Passage to read:
Above, we first created a cluster object 'c' using the 'hpc-class R2019b' profile.  Then, we entered 'c' without a semi-colon to see the list of properties in the cluster object.   Notice that there is a very important subset of properties called AdditionalProperties.  You will need to modify some of these properties values to actually submit a job to Slurm.   Let's examine the AdditionalProperties:


>> c.AdditionalProperties

ans = 

  AdditionalProperties with properties:

        AdditionalSubmitArgs: ''
                 ClusterHost: 'hpc-class.its.iastate.edu'
                EmailAddress: ''
                 EnableDebug: 0
                    MemUsage: ''
                    NumNodes: 0
                ProcsPerNode: 0
                   QueueName: ''
    RemoteJobStorageLocation: '/home/jedicker/MdcsDataLocation/hpc-class/purvis.localdomain/R2019b/remote'
             UseIdentityFile: 0
                     UseSmpd: 0
                    Username: 'jedicker'
                    WallTime: ''


As you can see, when you first create the cluster object, many of the properties do not have values.  As a minimum, you must set values for NumNodes, ProcsPerNode, and WallTime.  Optionally, you can set the EmailAddress, QueueName, and AdditionalSubmitArgs.  The AdditionalSubmitArgs is used for passing any additional options to the Slurm sbatch command.   

Examples

The examples below show how to use Matlab Parallel Server to run serial (single CPU) jobs, multi-processor jobs on a single machine, and distributed parallel jobs running on multiple nodes.  If you'd like to download Matlab scripts used in the examples, they are available here:

matlab_parallel_examples.zip

Example 1:  Running a Simple Serial Job

In the first example, we will run a simple Matlab job that uses a single processor.  This program isn't parallelized, but we can still execute the job on the cluster.   We'll begin by creating a Matlab script called mywave.m simply calculates a million points on a sine wave in a for loop.     The file mywave.m has been created in our current Matlab folder.  The function is pretty simple:


%--  mywave.m --%

%  a simple 'for' loop (non-parallelized):
for i = 1:1000000
    A(i) = sin(i*2*pi/102400);
end


As it is, this function just loops a million times. To run this job on the cluster, we'll create a new script called 'run_serial_job.m':


% run_serial_job
%   Run a serial (i.e. single CPU, non-parallelized) Matlab job on a cluster. 
%   Calls a script 'mywave' that executes a loop in serial.

 

% First initialize a cluster object based on an existing cluster profile.
c = parcluster('condo R2019b')

Given entries:
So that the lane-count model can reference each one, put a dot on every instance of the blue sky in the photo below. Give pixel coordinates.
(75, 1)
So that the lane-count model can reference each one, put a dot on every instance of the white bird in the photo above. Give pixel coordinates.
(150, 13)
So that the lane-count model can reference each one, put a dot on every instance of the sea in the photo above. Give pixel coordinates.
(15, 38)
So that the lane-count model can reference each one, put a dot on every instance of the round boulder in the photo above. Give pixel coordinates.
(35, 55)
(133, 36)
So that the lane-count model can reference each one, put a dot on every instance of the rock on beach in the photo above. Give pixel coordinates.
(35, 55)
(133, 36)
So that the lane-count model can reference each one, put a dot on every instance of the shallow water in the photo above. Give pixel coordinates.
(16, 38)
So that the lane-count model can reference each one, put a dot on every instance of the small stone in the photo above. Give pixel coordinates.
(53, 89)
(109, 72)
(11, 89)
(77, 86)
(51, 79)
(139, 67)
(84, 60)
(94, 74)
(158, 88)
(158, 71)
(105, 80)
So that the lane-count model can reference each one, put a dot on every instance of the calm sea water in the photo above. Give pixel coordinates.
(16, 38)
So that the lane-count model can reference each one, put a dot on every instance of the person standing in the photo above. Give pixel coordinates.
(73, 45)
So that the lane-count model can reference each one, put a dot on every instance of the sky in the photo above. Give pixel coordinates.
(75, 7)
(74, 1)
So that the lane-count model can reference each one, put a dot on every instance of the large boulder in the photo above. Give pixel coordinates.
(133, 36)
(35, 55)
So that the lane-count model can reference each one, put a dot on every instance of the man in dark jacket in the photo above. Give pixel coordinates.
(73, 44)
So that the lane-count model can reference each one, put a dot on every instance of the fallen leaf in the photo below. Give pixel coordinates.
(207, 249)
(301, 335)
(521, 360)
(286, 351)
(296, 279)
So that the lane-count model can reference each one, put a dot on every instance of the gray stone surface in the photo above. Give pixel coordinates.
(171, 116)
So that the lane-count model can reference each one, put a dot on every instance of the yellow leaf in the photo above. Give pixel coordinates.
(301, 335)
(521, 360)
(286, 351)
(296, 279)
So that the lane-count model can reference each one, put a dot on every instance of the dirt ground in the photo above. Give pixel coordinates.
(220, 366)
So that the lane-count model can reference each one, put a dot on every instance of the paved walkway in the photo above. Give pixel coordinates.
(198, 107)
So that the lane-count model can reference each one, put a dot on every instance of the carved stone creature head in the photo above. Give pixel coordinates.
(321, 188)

Given problem A:
Answer these questions about the Matlab cluster text:
(i) Which three properties must be set at a minimum?
(ii) Which Slurm command do the AdditionalSubmitArgs options get passed to?
(iii) How many points on a sine wave does mywave.m calculate?
Given problem B:
Identify each line of the rows that contains the word "water", and copy those lines.
The rows are unrelated to the text.

Final answer A:
(i) NumNodes, ProcsPerNode, and WallTime
(ii) The sbatch command
(iii) A million

Final answer B:
So that the lane-count model can reference each one, put a dot on every instance of the shallow water in the photo above. Give pixel coordinates.
So that the lane-count model can reference each one, put a dot on every instance of the calm sea water in the photo above. Give pixel coordinates.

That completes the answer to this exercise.